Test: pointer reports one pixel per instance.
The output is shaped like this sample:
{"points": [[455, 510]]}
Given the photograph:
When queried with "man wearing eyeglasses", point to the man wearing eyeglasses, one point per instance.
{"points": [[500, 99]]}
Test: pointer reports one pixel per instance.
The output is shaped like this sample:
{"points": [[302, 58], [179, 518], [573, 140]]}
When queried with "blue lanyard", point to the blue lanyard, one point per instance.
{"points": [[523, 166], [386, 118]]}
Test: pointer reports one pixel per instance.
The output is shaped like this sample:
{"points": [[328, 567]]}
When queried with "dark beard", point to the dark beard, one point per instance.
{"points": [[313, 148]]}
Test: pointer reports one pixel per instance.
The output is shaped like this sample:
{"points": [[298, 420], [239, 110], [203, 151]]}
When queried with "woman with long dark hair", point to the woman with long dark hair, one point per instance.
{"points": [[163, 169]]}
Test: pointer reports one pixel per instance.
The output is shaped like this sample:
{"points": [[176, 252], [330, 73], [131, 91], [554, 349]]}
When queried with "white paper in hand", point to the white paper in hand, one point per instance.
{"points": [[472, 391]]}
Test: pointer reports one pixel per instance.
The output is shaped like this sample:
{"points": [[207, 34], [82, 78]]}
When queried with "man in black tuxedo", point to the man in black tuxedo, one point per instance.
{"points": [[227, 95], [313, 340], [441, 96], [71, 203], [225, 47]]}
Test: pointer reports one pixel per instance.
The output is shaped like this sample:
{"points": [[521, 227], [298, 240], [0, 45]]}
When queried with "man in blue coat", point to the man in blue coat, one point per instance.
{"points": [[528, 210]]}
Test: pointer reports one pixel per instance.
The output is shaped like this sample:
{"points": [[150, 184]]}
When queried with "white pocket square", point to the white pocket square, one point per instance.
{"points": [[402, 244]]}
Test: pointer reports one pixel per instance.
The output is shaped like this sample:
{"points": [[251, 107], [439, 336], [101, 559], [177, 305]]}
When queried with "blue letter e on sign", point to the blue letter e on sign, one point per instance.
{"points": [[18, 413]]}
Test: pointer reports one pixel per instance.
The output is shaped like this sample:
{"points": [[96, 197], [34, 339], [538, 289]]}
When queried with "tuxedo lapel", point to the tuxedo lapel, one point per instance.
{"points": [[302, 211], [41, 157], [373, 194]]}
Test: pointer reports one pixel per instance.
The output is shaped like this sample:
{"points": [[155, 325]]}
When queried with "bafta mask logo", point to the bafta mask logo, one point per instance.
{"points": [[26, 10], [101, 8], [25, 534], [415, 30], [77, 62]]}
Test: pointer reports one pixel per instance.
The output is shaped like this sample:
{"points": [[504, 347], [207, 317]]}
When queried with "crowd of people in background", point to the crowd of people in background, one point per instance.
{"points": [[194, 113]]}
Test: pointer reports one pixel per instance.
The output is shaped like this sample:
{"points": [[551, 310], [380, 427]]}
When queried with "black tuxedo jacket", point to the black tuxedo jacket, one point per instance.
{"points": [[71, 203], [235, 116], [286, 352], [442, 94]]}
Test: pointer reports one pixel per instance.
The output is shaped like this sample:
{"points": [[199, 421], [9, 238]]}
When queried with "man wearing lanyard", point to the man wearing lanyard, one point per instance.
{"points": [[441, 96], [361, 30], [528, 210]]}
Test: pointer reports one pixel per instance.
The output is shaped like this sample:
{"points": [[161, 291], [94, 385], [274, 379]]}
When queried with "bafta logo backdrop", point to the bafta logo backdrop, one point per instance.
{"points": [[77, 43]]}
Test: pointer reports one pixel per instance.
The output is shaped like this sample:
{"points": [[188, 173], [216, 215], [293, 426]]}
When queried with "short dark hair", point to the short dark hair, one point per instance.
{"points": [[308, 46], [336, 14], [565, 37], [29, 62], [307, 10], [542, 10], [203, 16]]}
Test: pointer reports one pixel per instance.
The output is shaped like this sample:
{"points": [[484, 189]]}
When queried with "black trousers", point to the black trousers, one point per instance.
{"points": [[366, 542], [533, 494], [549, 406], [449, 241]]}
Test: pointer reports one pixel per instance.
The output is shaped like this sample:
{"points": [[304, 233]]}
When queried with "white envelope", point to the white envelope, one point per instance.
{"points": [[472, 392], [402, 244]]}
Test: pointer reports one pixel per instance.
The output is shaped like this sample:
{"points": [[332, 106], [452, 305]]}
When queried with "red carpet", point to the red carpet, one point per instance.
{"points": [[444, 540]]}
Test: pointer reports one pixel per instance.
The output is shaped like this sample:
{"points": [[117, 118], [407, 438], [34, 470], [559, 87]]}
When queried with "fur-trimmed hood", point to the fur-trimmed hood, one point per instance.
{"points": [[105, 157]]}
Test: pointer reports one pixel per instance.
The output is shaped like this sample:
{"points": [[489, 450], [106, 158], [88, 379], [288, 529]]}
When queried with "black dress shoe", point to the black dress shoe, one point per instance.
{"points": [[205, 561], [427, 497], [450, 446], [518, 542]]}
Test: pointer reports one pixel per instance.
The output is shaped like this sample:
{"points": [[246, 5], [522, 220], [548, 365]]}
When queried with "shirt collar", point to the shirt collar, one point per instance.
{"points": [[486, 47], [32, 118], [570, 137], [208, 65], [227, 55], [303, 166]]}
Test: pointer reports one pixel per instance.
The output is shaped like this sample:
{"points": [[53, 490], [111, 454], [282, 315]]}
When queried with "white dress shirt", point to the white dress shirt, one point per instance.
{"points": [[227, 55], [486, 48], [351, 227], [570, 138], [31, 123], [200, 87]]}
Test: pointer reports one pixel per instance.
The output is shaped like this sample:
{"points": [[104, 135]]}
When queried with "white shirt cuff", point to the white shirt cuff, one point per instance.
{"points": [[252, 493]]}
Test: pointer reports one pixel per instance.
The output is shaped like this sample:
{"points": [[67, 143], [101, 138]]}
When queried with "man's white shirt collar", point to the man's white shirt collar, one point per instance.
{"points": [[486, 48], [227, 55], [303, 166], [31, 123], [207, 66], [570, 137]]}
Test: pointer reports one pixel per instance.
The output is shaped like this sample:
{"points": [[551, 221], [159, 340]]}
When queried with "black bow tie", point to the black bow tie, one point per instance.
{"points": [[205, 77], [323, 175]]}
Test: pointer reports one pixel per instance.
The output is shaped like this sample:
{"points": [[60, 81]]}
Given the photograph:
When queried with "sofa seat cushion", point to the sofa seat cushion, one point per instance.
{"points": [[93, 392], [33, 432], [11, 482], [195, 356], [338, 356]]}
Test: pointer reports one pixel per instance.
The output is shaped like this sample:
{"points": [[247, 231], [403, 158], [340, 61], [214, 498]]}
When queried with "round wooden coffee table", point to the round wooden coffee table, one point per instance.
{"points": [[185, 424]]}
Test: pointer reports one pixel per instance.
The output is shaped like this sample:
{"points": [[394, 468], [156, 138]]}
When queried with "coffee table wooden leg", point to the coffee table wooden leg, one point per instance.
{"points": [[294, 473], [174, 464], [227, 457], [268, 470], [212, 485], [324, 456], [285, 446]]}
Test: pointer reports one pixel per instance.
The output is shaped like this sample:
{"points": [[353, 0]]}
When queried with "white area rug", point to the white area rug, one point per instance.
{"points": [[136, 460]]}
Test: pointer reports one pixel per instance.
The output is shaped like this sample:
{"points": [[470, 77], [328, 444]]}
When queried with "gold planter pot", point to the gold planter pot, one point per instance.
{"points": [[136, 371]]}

◇ ◇ ◇ ◇

Short problem: How many lines of the data above contain the string "shirt"? Case counts, so reply with the number alone.

Answer in full: 4